**Activity**
When you copy the data, keep every line exactly as written and skip the pictures.

Data records:
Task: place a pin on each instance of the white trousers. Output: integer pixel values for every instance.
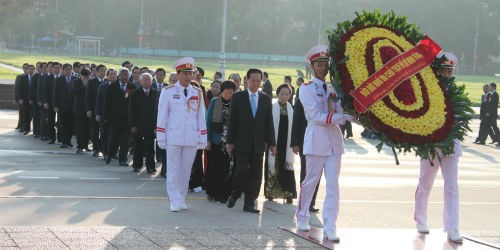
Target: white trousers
(314, 168)
(449, 170)
(179, 161)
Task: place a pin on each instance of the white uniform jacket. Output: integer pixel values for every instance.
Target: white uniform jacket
(181, 119)
(323, 136)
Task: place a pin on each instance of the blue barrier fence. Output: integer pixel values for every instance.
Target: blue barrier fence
(211, 55)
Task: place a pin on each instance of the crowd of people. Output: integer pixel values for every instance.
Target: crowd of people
(224, 140)
(112, 113)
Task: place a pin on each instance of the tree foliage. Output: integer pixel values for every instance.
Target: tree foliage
(259, 26)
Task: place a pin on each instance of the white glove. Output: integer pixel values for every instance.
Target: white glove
(351, 118)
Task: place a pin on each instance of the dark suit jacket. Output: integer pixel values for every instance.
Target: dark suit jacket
(17, 87)
(116, 105)
(101, 97)
(34, 88)
(39, 88)
(91, 94)
(78, 93)
(48, 90)
(25, 88)
(142, 110)
(493, 106)
(63, 98)
(244, 130)
(299, 125)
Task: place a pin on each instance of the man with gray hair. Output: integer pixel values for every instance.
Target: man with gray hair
(142, 112)
(116, 115)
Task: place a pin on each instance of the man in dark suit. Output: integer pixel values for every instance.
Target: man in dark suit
(196, 180)
(82, 123)
(63, 105)
(288, 80)
(35, 108)
(26, 82)
(492, 112)
(483, 130)
(267, 87)
(39, 97)
(99, 110)
(48, 99)
(90, 103)
(18, 99)
(250, 131)
(299, 126)
(142, 110)
(116, 114)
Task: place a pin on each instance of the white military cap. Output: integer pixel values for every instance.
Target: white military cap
(185, 64)
(318, 53)
(451, 60)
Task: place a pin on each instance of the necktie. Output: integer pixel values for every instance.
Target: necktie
(253, 104)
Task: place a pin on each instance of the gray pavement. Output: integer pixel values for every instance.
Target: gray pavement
(52, 198)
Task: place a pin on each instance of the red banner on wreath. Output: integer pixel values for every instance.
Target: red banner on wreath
(393, 73)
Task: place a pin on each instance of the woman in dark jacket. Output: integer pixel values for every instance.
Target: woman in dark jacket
(218, 177)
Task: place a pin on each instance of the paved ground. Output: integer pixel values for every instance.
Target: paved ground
(51, 198)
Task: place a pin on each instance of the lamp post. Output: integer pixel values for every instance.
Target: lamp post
(140, 32)
(320, 15)
(475, 45)
(222, 55)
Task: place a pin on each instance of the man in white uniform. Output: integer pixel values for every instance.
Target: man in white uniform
(181, 130)
(449, 170)
(323, 142)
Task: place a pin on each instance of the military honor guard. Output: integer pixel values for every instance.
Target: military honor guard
(323, 142)
(181, 130)
(449, 169)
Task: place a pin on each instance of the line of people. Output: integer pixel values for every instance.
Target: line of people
(225, 148)
(113, 113)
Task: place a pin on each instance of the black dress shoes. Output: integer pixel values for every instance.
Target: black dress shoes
(313, 209)
(251, 210)
(231, 201)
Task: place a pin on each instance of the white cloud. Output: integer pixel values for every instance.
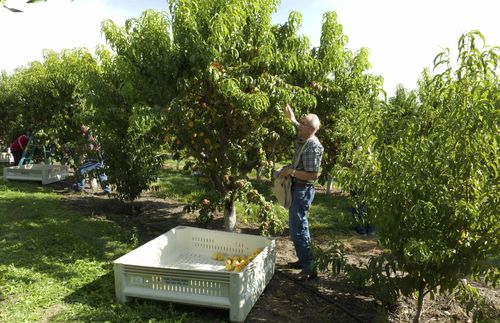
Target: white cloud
(403, 35)
(56, 25)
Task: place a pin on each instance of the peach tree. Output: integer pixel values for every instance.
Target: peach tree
(128, 95)
(236, 72)
(47, 96)
(431, 179)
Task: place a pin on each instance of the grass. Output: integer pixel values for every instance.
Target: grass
(56, 264)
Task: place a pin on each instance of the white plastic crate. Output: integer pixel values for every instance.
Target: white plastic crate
(178, 267)
(36, 172)
(6, 157)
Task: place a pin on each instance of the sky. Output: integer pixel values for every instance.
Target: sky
(403, 36)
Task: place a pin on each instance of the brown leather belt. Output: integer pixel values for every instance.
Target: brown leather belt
(296, 184)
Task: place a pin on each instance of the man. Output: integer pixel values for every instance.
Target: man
(92, 162)
(309, 152)
(18, 146)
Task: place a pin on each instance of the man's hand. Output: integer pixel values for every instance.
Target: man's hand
(289, 113)
(285, 171)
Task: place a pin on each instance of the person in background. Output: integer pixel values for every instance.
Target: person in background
(92, 162)
(18, 146)
(309, 153)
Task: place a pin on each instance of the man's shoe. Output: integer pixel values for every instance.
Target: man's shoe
(360, 230)
(295, 265)
(304, 276)
(103, 193)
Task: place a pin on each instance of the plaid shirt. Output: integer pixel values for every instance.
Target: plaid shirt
(310, 158)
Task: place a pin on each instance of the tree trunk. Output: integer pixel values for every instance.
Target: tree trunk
(229, 216)
(329, 184)
(420, 302)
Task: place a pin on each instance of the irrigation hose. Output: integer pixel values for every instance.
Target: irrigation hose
(315, 292)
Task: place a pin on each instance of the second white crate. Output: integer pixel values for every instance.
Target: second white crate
(36, 172)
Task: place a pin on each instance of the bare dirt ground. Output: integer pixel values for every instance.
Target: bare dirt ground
(326, 299)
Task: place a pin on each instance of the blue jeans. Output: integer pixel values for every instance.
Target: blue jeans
(87, 167)
(302, 197)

**Answer space**
Task: place a pin on each instance of the white trousers. Output: integer pixel values for every instance.
Target: white trousers
(314, 168)
(449, 170)
(179, 161)
Task: place a pin on each instance of the white uniform jacket. Output: integer pixel values for every instance.
Target: white uniform jacket
(181, 119)
(323, 136)
Task: place a pin on each instance of the blue barrier fence. Output: integer pixel values for every instance.
Target: blue barrier fence
(211, 55)
Task: place a pin on each instance of the crowd of people. Output: integer pixel values for every instance.
Target: crowd of people
(224, 140)
(112, 113)
Task: place a pin on each instance of the tree foliage. Output: integer pixel values for every instance.
Target: tree foliage
(259, 26)
Task: place a pin on each instance of the white glove. Output: integer pixel values for every instance.
Target: white glove
(351, 118)
Task: place a pin on each instance of the dark suit jacket. Output: integer pixel values for every instance.
Target: dark suit jacket
(17, 87)
(116, 105)
(101, 97)
(34, 88)
(39, 88)
(91, 94)
(78, 93)
(48, 90)
(25, 88)
(142, 110)
(493, 106)
(63, 98)
(244, 130)
(299, 125)
Task: place a pin on each instance of the man with gray hair. Output: integer pixel values for every instance.
Target: man with gray hair
(142, 112)
(116, 115)
Task: place a pin on each instance of the man in dark suit. Output: integer pixel values for every instance.
Target: man in dark suit
(196, 180)
(82, 123)
(63, 105)
(288, 80)
(35, 108)
(26, 82)
(492, 112)
(483, 130)
(267, 87)
(39, 97)
(99, 110)
(48, 99)
(90, 103)
(18, 99)
(250, 131)
(299, 126)
(142, 110)
(116, 114)
Task: place a pin on each instance of the white military cap. Output: integer pixel values for every instance.
Target: white military cap
(185, 64)
(318, 53)
(451, 60)
Task: place a pin on each instance of the necktie. Output: integer pixel values for every instance.
Target: necktie
(253, 104)
Task: place a pin on each instance of the gray pavement. Output: integer pixel values for every instance.
Target: gray pavement
(52, 198)
Task: place a pin on each instance of the red banner on wreath. Output: integer pixel values for every instance.
Target: red banner on wreath
(393, 73)
Task: place a pin on each instance of the woman in dark jacket. Output: integer pixel values for every instance.
Target: woman in dark jacket
(218, 177)
Task: place a pin on each instance of the paved ground. Output: integer pixel values for every instance.
Target: paved ground
(51, 198)
Task: place a pin on each instance of the lamp post. Output: integer pixel values for every instance.
Target: lamp post
(140, 32)
(320, 15)
(475, 45)
(222, 55)
Task: place a pin on each instance of the man in white uniform. Output: integer pixel values for every instance.
Target: man in white uniform
(181, 130)
(449, 170)
(323, 142)
Task: place a pin on each instance of the military honor guard. Output: integer pixel values for every instance.
Target: military honor guard
(323, 142)
(181, 130)
(449, 169)
Task: place a pin on each instance of the line of people. Output: integer pixel values for every instance.
Target: line of people
(225, 148)
(113, 113)
Task: place a pin on each instance of the black dress shoes. Output: integer pixel values for every instance.
Target: black dress shoes
(313, 209)
(251, 210)
(231, 201)
Task: place a pin on each instance of the white cloud. Output: integer pixel values for every instance.
Target: white cloud
(403, 35)
(56, 25)
Task: place a pin on each instance of the peach tree. Output: integer pixel values for every instance.
Target: peach tree
(128, 95)
(236, 72)
(47, 96)
(431, 179)
Task: place a pin on each instance of the grass. Output: integer pixel values for every instance.
Target: grass
(56, 264)
Task: place a pin on each instance of the white plastic crate. Output: integer pixel values for every instance.
Target: white plastic crate
(178, 267)
(36, 172)
(6, 157)
Task: place a pin on each instance of the sky. Output: integer pixel values for every instance.
Target: sky
(403, 36)
Task: place a pin on each instance of the brown leather belt. Output: integer pixel values for every instance.
Target: brown leather belt
(296, 184)
Task: place a pin on each instance of the man. Output: integer pixel values for every instance.
Target: man
(92, 162)
(309, 152)
(18, 146)
Task: place a pin on each instance of the man's hand. Output: integer pixel values for every instance.
Target: man's hand
(289, 113)
(285, 171)
Task: place a pin on each instance of the person in background. Output: integer pixel values for every instance.
Target: person in background
(92, 162)
(18, 146)
(309, 153)
Task: place a pin on each instance of the man's shoe. Output: integer pixel values for every instance.
Target: man's shoe
(360, 230)
(295, 265)
(304, 276)
(103, 193)
Task: place a pin on each instance of the plaid shirt. Output: integer pixel values for every instance.
Target: plaid shirt
(310, 158)
Task: place a pin on each instance of the tree trunk. Output: integer pixel values for every instance.
Target: tree trunk
(229, 216)
(329, 184)
(420, 302)
Task: place a pin on each instance of the irrigation hose. Output: integer pixel values for every instance.
Target: irrigation hose
(315, 292)
Task: place a pin on each instance of the second white crate. Output: integer pixel values for every instance.
Target: second white crate
(36, 172)
Task: place a pin on each instance of the bare dirt ground. Output: integer pixel values for every instance.
Target: bare dirt ground
(326, 299)
Task: place a pin on each instance of the blue jeans. Output: integer pixel values for every instance.
Target: blue jeans
(87, 167)
(302, 197)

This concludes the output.